#### AVAILABLE DATA:
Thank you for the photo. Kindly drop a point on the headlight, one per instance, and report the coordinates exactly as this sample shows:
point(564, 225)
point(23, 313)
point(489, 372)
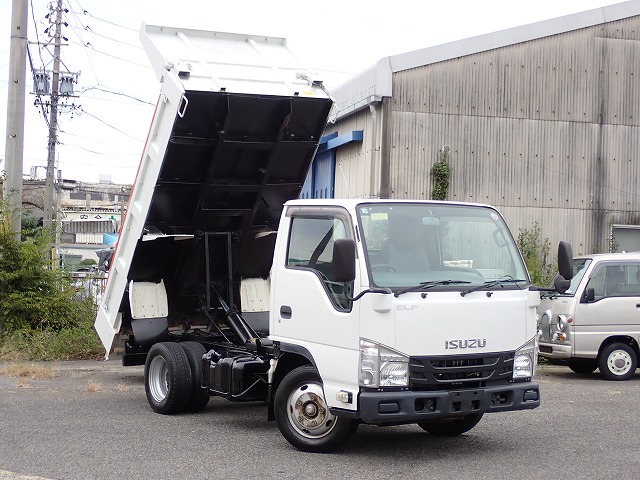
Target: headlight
point(525, 360)
point(382, 367)
point(562, 323)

#### EXERCISE GOAL:
Could you copy all of the entries above exactly, without the pictures?

#### SOLUTION TO THIS TASK:
Thank you for the photo. Kindly drop a point on the headlight, one per instance, and report the coordinates exactly as this sample shows:
point(564, 225)
point(23, 313)
point(489, 372)
Target: headlight
point(525, 360)
point(382, 367)
point(562, 323)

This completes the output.